=== What you should do ===
Report each line of the entries below that has the word "stirrup" in it.

Extracted data entries
****

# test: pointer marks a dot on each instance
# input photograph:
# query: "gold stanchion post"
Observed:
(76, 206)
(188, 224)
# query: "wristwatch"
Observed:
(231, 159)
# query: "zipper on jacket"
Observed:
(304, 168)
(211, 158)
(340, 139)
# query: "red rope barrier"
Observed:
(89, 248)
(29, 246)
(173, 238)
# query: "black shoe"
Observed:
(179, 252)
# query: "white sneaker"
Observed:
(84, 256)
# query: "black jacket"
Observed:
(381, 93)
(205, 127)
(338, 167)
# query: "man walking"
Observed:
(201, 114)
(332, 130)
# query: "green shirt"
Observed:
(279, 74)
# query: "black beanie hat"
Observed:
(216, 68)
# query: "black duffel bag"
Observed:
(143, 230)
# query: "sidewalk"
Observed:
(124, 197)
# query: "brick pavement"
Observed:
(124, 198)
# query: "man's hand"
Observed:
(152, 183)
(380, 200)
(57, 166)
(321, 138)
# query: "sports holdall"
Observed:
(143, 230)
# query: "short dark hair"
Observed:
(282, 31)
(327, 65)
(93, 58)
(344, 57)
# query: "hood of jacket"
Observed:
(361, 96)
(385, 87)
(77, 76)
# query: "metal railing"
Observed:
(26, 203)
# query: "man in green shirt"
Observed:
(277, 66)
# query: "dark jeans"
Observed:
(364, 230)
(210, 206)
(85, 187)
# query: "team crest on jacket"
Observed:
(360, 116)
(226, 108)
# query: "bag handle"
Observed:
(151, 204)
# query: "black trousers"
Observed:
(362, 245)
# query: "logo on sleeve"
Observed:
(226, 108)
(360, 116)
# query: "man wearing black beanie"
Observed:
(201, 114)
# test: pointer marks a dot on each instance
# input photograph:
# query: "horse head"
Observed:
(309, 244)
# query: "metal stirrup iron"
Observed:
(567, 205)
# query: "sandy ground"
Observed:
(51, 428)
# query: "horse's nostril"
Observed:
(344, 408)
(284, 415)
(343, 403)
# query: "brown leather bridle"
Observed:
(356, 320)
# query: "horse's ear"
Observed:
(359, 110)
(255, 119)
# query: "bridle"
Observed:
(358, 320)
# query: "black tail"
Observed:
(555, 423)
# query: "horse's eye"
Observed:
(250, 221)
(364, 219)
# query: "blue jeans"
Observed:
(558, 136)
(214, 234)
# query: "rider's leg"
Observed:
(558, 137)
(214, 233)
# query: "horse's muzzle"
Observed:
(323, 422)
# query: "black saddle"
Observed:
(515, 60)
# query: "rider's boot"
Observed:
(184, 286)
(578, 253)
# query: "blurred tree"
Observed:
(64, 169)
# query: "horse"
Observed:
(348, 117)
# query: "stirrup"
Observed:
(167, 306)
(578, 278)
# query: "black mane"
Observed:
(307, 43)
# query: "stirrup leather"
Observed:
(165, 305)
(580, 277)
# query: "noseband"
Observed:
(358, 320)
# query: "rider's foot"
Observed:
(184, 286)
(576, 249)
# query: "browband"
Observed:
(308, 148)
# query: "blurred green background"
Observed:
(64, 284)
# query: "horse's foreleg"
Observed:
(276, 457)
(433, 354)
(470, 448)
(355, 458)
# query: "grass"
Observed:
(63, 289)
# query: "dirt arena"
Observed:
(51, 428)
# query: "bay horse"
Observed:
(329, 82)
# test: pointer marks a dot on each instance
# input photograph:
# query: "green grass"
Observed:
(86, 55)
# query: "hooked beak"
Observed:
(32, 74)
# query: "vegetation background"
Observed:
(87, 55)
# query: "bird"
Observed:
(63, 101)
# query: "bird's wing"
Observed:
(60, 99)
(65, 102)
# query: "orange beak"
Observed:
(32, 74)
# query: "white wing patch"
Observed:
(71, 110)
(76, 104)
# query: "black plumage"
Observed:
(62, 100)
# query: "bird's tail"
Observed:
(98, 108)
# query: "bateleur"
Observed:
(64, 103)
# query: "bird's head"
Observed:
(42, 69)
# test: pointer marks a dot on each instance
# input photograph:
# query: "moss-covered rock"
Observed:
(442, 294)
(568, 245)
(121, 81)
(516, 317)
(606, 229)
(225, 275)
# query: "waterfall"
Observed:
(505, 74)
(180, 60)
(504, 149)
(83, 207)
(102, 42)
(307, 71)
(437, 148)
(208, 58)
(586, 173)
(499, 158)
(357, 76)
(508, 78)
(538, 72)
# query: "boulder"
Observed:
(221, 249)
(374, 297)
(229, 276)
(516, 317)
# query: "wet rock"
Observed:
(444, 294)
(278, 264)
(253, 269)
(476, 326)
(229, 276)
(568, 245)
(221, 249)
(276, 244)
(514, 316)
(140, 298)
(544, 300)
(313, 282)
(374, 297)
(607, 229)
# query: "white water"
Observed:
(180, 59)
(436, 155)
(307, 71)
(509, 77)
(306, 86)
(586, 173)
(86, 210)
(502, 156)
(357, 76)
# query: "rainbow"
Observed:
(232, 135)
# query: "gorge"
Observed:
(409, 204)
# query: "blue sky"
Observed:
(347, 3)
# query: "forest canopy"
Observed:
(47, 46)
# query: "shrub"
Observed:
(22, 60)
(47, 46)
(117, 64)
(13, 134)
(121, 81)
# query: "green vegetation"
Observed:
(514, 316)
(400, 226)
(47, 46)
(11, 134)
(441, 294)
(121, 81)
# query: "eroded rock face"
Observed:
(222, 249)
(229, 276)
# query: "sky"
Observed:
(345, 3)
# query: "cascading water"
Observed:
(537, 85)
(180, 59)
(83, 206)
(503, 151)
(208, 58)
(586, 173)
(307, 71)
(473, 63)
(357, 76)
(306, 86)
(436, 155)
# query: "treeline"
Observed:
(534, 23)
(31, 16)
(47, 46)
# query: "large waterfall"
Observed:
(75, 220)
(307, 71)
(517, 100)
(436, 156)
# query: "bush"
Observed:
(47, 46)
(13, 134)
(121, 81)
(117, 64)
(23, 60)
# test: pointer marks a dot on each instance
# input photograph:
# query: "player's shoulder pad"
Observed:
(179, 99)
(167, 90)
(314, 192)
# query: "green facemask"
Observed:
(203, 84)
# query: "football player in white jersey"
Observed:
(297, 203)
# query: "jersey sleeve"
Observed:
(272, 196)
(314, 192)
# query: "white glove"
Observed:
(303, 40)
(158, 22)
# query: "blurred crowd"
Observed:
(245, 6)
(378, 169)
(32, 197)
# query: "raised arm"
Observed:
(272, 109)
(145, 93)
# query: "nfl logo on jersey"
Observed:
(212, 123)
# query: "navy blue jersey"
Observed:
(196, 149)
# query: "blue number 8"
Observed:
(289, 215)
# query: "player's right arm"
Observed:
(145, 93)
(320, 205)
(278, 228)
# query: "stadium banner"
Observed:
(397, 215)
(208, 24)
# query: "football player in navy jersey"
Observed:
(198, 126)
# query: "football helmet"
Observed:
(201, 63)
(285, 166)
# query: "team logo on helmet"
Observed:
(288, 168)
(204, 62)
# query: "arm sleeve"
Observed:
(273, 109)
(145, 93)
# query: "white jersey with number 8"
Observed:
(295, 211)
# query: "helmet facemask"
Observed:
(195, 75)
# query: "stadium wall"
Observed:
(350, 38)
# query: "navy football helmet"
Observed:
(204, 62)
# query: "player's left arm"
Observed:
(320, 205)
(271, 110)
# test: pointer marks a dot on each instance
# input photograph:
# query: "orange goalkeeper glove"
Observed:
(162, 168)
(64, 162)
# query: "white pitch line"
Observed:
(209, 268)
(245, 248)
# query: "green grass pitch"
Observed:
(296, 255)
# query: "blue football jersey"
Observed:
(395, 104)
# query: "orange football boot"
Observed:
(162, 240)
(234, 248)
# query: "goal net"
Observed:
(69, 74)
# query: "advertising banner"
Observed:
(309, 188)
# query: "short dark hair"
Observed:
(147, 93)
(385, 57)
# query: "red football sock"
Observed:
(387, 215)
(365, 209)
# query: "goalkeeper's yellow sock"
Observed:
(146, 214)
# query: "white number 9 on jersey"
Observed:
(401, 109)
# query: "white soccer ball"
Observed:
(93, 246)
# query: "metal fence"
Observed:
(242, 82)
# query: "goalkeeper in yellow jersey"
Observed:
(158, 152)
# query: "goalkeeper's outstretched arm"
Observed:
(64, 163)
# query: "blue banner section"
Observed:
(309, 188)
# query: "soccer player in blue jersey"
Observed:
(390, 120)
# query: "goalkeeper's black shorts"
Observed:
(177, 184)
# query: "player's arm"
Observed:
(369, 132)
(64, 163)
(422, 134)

****

=== Response to this exercise ===
# query: "metal stirrup iron"
# query: "stirrup"
# query: "stirrup leather"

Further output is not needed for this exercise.